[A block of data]

+---+

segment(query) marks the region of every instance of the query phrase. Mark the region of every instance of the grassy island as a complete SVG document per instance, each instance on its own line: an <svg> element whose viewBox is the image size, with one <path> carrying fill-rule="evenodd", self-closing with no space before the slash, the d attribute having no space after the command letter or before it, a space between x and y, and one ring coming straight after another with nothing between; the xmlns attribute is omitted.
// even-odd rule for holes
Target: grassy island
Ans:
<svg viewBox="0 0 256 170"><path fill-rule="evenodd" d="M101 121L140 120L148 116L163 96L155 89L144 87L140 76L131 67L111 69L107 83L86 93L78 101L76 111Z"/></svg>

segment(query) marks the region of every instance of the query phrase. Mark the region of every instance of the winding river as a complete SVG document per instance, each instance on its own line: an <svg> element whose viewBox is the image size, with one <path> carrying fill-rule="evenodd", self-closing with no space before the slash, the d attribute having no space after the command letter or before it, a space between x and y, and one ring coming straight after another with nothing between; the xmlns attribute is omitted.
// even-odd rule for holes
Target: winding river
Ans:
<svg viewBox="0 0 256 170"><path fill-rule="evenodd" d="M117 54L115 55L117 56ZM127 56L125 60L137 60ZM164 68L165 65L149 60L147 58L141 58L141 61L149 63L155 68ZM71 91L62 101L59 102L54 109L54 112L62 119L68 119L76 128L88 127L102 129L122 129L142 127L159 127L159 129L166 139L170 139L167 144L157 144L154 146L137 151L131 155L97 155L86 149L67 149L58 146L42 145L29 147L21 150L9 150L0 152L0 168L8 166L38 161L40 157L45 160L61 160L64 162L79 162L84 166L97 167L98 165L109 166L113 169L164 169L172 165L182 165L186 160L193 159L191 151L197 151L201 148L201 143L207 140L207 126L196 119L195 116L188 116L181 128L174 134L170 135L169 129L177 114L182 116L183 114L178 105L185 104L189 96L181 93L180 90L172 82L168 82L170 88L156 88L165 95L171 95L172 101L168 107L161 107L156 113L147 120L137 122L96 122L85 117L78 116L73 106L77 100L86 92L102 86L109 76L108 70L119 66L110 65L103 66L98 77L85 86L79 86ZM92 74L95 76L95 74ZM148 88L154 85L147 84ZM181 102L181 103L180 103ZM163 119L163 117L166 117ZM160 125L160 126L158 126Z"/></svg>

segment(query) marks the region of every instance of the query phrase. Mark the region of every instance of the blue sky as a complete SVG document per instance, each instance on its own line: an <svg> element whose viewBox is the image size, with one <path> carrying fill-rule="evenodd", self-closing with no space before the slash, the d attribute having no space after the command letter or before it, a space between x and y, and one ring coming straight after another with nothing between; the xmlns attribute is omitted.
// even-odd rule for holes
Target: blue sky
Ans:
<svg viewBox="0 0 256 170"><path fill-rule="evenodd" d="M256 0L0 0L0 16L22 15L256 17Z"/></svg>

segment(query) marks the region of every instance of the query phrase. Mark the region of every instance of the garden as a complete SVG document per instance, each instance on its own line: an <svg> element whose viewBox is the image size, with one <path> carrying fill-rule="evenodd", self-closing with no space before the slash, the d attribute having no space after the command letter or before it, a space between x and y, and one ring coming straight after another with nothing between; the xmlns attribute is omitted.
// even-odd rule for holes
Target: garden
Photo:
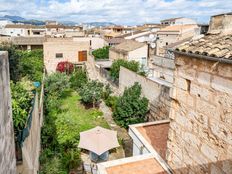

+---+

What is asked: Can you lay out every line of the records above as a Markdown table with the columns "Row" and "Line", skipping the blank lines and leaving the pictures out?

Worked answer:
| Row | Line |
|---|---|
| 1 | segment(query) marks the region of every instance of the query phrase. Mark the region of every instance of the grassy island as a complete SVG document per instance, each instance on its own line: an <svg> element whose viewBox is the image size, with one <path> carrying fill-rule="evenodd", self-closing with no space before the slash, the d attribute having no space after the command letter or before it, a space between x and y, and one ring coming straight after another with nothing between; the xmlns attribute is omitted. |
| 2 | // even-odd rule for holes |
| 3 | Target: grassy island |
| 4 | Ans: |
| 5 | <svg viewBox="0 0 256 170"><path fill-rule="evenodd" d="M101 121L140 120L148 116L163 96L155 89L144 87L140 76L131 67L111 69L107 83L86 93L78 101L76 111Z"/></svg> |
| 6 | segment(query) marks the region of every instance of the query phrase. Mark the region of every instance of the winding river as a complete SVG document per instance, each instance on its own line: an <svg> element whose viewBox is the image size, with one <path> carrying fill-rule="evenodd", self-closing with no space before the slash, the d attribute having no space after the command letter or before it, a space between x and y, and one ring coming straight after another with nothing between; the xmlns attribute is omitted. |
| 7 | // even-odd rule for holes |
| 8 | Target: winding river |
| 9 | Ans: |
| 10 | <svg viewBox="0 0 256 170"><path fill-rule="evenodd" d="M117 54L115 55L117 56ZM127 56L125 60L137 60ZM164 68L165 65L149 60L147 58L141 58L141 61L149 63L155 68ZM71 91L62 101L59 102L54 109L54 112L62 119L68 119L76 128L88 127L102 129L122 129L142 127L159 127L159 129L166 139L170 139L167 144L157 144L154 146L137 151L131 155L97 155L86 149L67 149L58 146L42 145L29 147L21 150L9 150L0 152L0 168L8 166L38 161L40 157L45 160L61 160L64 162L79 162L84 166L97 167L98 165L109 166L113 169L164 169L172 165L182 165L186 160L193 159L191 151L197 151L201 148L201 143L207 140L207 126L196 119L195 116L188 116L181 128L174 134L170 135L169 129L177 114L182 116L183 114L178 105L185 104L189 96L181 93L180 90L172 82L168 82L170 88L156 88L165 95L171 95L172 101L168 107L161 107L156 113L147 120L137 122L96 122L85 117L78 116L73 106L77 100L86 92L102 86L109 76L108 70L119 66L110 65L103 66L98 77L85 86L79 86ZM92 74L95 76L95 74ZM148 88L154 85L147 84ZM181 102L181 103L180 103ZM163 119L163 117L166 117ZM160 125L160 126L158 126Z"/></svg> |
| 11 | segment(query) marks the region of every instance of the query phrase. Mark the region of every instance of the blue sky as a complete SVG document per instance, each instance on its own line: an <svg> element whose viewBox is the image size, with one <path> carrying fill-rule="evenodd", self-closing with no space before the slash, the d attribute having no space after the command letter or before it, a space between x and y, and one ring coming straight after another with nothing between; the xmlns attribute is omitted. |
| 12 | // even-odd rule for holes |
| 13 | Target: blue sky |
| 14 | Ans: |
| 15 | <svg viewBox="0 0 256 170"><path fill-rule="evenodd" d="M256 0L0 0L0 16L22 15L256 17Z"/></svg> |
| 16 | segment(query) marks the region of every instance of the query phrase. Mark the region of every instance of the garden as a complete SVG document per instance, each instance on its own line: an <svg> element whose viewBox is the image size, with one <path> carrying fill-rule="evenodd", self-closing with no space before the slash, the d attribute having no space after the command letter or before it, a space between x and y, and one ring coming straight after another with nothing between; the xmlns attribute is omitted. |
| 17 | // even-odd rule for holes |
| 18 | Target: garden |
| 19 | Photo: |